- **Brief A**
Translate this sentence from the Udb query notes into Spanish: "The query dict is mutable, therefore it needs to be initialized every time anew."
- **Brief B**
Count the lines in the entries that contain the string "tree", with case taken into account, and reply with the number alone.

- **Selected passage**
Udb supports limited MongoDB-like queries which can be used in the delete, select or update operations. The query generally is a python's dict with the key as a field and value as a primitive value or an equality condition over the field. The query dict is mutable, therefore it needs to be initialized every time anew.

Supported query operations:

  • $eq - equal to a value

    udb.select({'a': {'$eq': 5}})
  • $gt - greater then value

    udb.select({'a': {'$gt': 5}})
  • $gte - greater or equal to a value

    udb.select({'a': {'$gte': 5}})
  • $in - equal to an any value in the list of a values

    udb.select({'a': {'$in': 5}})
  • $intersection - intersection with rectangle

    udb.select({'a': {'$intersection': {'minX': 5, 'minY': 5, 'maxX': 1, 'maxY': 5}}})
  • $lt - less then value

    udb.select({'a': {'$lt': 5}})
  • $lte - less or equal to a value

    udb.select({'a': {'$lte': 5}})
  • $ne - not equal to a value

    udb.select({'a': {'$ne': 5}})
    • performs "seq" scan.
  • $near - near to point with optional min and max distances

    udb.select({'a': {'$near': {'x': 5, 'y': 5, 'minDistance': 1, 'maxDistance': 5}}})
    • allocates sort buffer is case of "seq" scan
    • selects all records in case of unset maxDistance and set minDistance.
  • $nin - not equal to an any value in the list of a values

    udb.select({'a': {'$nin': [1, 2, 3]}})
    • performs "seq" scan.

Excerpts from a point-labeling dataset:
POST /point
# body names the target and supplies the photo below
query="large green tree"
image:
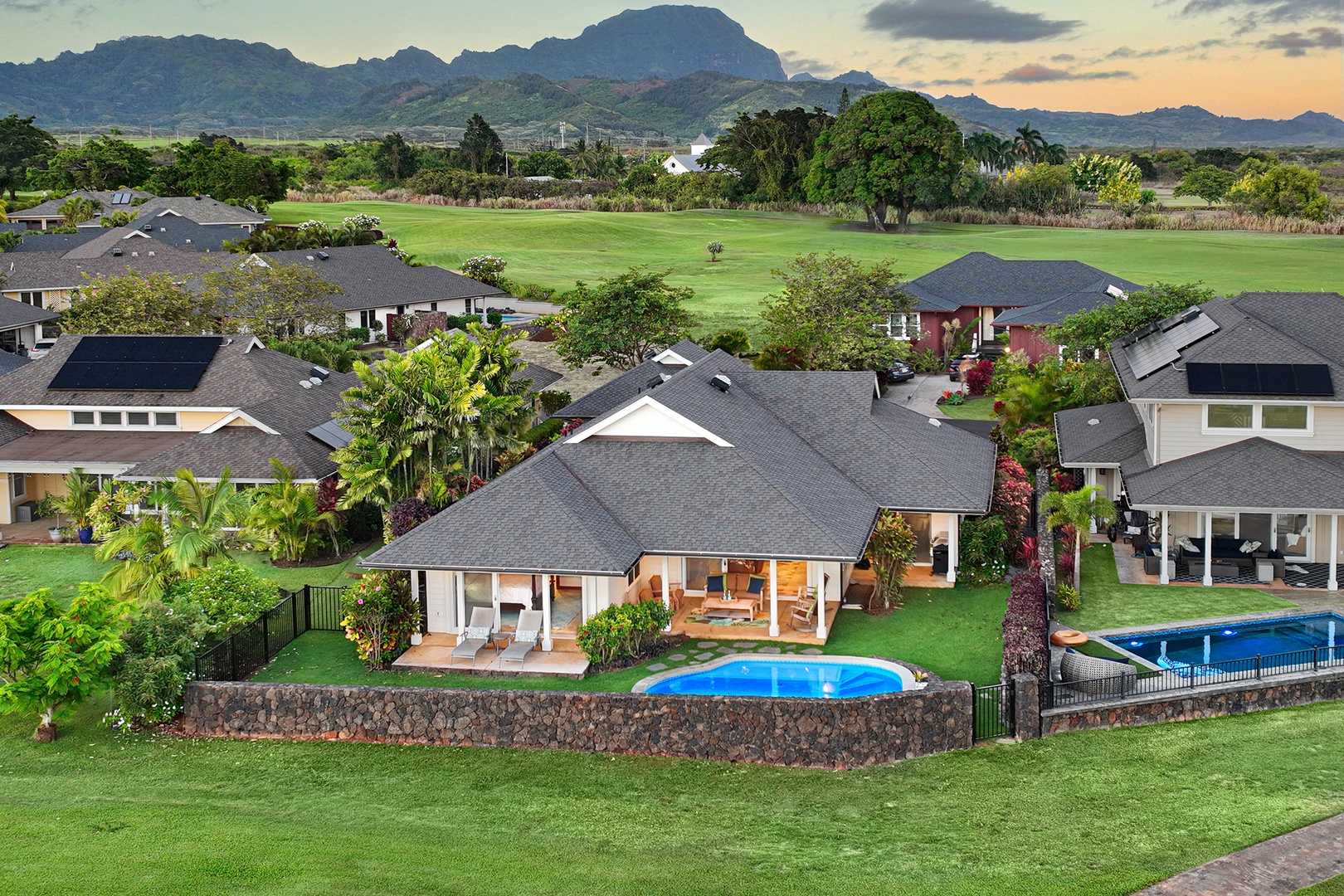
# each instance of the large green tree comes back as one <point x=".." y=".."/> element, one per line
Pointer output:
<point x="22" y="147"/>
<point x="889" y="149"/>
<point x="771" y="151"/>
<point x="102" y="163"/>
<point x="620" y="319"/>
<point x="832" y="314"/>
<point x="1097" y="328"/>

- **Worked answer A**
El dict de consulta es mutable; por lo tanto, debe inicializarse de nuevo cada vez.

- **Worked answer B**
2